Exercise set:
a. Please answer these from the mortgage stress text, each on its own line:
(i) What share of mortgage holders were rated at risk of mortgage stress in the August snapshot?
(ii) When was the record high of 35.6% reached?
(iii) What is the current policy rate given?
b. Carry on the mortgage stress text from its final sentence.

Supplied text:
Patrick Buncsi25 September 2024
Mortgage stress relief

August saw a modest decrease in the number of Australians reporting mortgage stress, with pollster Roy Morgan predicting a further fall over the coming months.

Nearly a third (29.5%) of mortgage holders, more than 1.66 million Australians, were rated at risk of mortgage stress, an August snapshot by Roy Morgan has revealed, a 0.3% decrease from July figures.

The record high of 35.6% of mortgage holders in mortgage stress was reached in mid-2008.

Roy Morgan said it expects a further fall in mortgage stress rates over the next few months – with the caveat that policy rates must either remain at their current rate of 4.35% or fall for the time in nearly four years.

The Reserve Bank of Australia (RBA) announced today it would keep interest rates on hold until at least early November, likely supporting the pollster’s prediction.

Regardless, this is still Australia’s highest interest rate in more than a decade.

Roy Morgan said the slight decline in mortgage stress was precipitated by a bump in household income, with many householders, including a significant proportion of mortgage holders, benefiting from the Government’s introduction of Stage 3 tax cuts.

Material:
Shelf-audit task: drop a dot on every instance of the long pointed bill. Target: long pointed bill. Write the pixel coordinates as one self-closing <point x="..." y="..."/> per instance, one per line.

Answers for the tasks:
a.
(i) 29.5%
(ii) Mid-2008
(iii) 4.35%

b.
Were the RBA to have raised interest rates at today’s and at its next meeting in November by a total of 50 basis points, Roy Morgan predicts that a record 1.71 million Australian mortgage holders would be in mortgage stress.

Nevertheless, the number of Australians ‘At Risk’ of mortgage stress remains considerable, increasing by 852,000 since May 2022 when the RBA began a cycle of interest rate increases.

As Roy Morgan notes, the number of mortgage holders considered ‘Extremely At Risk’, is now numbered at 1,013,000 (18.6% of mortgage holders) which is significantly above the long-term average over the last 10 years of 14.5%.

Mortgage holders are considered ‘At Risk’ if their mortgage repayments are greater than between 25% to 45% of their income.

Mortgage holders are considered ‘Extremely at Risk’ if even the ‘interest only’ is over a certain proportion of household income.